Stored data entries:
/---

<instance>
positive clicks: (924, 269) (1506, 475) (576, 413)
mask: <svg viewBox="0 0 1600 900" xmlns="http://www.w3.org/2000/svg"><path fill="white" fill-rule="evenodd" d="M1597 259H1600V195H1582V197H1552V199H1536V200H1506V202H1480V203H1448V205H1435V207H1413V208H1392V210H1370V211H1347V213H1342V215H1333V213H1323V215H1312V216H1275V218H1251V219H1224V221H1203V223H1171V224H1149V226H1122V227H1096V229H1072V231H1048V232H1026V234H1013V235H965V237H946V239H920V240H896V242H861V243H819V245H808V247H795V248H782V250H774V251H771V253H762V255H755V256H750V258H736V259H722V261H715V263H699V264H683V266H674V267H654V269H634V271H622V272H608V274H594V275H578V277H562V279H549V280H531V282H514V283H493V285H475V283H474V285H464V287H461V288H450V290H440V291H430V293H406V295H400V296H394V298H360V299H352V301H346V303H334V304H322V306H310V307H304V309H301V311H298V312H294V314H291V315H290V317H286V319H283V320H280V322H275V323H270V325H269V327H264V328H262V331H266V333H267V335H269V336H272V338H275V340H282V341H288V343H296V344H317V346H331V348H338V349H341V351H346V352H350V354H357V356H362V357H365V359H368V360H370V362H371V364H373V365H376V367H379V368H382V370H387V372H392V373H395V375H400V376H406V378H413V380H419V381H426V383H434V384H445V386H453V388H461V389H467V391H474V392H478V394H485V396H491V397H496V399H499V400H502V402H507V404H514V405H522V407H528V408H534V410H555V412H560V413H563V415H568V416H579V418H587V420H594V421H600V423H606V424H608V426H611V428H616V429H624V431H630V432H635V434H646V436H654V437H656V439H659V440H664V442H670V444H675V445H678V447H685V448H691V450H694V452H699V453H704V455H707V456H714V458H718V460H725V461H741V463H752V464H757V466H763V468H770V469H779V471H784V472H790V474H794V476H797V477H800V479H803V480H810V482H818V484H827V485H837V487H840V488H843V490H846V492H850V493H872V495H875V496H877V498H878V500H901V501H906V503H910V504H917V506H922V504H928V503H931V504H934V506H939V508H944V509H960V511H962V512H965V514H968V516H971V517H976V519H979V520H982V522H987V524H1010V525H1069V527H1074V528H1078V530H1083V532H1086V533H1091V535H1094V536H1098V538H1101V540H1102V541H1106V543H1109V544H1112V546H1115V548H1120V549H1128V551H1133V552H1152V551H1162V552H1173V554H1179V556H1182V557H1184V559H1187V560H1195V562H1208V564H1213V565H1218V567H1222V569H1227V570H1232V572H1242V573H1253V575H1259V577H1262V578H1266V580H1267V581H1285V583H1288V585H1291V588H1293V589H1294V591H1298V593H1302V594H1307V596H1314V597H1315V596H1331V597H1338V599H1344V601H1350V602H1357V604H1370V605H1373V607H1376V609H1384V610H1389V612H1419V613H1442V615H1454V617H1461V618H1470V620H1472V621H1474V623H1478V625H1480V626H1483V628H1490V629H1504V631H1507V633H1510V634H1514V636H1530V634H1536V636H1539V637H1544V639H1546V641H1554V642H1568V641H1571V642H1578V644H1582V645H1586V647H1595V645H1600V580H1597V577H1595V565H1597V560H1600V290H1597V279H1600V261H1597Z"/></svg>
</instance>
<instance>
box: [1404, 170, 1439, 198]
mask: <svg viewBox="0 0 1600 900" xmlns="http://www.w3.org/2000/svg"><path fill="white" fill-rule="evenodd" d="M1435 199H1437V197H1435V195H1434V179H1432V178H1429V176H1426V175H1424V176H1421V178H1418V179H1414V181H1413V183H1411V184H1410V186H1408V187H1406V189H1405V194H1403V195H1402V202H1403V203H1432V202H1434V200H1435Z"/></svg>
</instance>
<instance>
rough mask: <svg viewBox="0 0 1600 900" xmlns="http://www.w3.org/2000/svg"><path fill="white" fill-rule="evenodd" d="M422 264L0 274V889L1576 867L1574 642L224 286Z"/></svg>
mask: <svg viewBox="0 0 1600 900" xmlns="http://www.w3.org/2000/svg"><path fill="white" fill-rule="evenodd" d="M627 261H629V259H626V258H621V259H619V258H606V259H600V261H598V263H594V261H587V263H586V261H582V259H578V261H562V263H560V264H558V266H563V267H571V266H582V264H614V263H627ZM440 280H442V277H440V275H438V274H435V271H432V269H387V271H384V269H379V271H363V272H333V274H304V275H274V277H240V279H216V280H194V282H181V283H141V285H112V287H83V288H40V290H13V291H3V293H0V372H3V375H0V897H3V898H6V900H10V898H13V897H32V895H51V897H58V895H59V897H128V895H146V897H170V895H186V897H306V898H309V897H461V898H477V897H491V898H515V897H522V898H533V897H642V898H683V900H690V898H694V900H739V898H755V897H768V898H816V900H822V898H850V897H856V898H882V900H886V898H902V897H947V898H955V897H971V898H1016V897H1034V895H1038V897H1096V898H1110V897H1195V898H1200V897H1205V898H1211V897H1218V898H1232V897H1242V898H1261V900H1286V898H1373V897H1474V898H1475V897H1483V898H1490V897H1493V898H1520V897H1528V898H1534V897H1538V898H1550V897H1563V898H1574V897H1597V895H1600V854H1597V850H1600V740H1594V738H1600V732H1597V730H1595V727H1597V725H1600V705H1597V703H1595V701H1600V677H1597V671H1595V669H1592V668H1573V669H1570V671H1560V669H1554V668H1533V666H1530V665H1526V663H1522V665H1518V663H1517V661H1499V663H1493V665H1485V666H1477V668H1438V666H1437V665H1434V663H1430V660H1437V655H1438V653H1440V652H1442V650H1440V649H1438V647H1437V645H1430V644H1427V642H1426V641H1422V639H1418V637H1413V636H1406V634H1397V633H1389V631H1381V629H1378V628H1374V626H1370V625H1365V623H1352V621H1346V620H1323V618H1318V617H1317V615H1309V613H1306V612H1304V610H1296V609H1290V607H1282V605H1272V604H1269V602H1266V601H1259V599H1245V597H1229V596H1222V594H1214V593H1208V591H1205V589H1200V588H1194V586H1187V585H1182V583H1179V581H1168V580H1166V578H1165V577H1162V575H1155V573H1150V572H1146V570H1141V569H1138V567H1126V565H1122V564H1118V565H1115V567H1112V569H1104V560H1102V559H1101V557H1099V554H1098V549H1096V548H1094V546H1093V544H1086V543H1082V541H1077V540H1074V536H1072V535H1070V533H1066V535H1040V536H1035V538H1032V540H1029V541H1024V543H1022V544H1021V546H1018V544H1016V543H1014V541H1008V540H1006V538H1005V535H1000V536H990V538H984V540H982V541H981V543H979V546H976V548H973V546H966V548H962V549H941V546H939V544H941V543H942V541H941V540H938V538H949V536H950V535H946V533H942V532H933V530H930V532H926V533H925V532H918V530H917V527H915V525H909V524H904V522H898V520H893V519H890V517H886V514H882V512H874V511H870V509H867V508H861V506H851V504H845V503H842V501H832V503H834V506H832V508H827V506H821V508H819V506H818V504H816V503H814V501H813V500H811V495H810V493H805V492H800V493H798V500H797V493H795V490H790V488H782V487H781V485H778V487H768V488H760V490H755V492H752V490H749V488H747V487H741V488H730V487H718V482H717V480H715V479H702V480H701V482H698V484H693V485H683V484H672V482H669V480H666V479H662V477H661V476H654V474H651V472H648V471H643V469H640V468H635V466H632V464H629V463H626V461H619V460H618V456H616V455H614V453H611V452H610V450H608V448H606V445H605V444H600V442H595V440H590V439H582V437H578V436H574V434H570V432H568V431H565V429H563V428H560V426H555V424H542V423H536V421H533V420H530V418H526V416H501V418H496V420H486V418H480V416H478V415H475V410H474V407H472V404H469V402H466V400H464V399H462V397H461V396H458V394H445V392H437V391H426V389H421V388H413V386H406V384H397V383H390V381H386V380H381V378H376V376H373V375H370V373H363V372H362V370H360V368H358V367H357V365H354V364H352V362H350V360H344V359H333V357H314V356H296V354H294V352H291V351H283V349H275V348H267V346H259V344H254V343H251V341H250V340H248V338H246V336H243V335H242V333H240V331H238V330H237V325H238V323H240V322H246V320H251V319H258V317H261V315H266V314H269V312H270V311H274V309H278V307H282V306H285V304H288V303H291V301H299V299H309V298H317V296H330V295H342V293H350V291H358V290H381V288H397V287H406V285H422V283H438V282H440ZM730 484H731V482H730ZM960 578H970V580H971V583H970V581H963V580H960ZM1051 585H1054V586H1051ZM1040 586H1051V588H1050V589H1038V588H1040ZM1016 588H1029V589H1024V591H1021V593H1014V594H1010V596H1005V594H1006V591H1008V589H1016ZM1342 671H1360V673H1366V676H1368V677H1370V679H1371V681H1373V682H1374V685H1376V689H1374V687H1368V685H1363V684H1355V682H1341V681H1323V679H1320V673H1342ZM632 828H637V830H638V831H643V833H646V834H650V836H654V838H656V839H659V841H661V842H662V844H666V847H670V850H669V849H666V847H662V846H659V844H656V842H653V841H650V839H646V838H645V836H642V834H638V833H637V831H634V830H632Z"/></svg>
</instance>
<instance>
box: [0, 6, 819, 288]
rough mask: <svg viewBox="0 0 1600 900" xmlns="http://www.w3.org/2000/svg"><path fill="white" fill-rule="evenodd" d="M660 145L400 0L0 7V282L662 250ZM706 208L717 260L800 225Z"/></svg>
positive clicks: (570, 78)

\---

Exercise description:
Find how many lines in the entries above use the word "positive". Write the number alone.

Problem solution:
2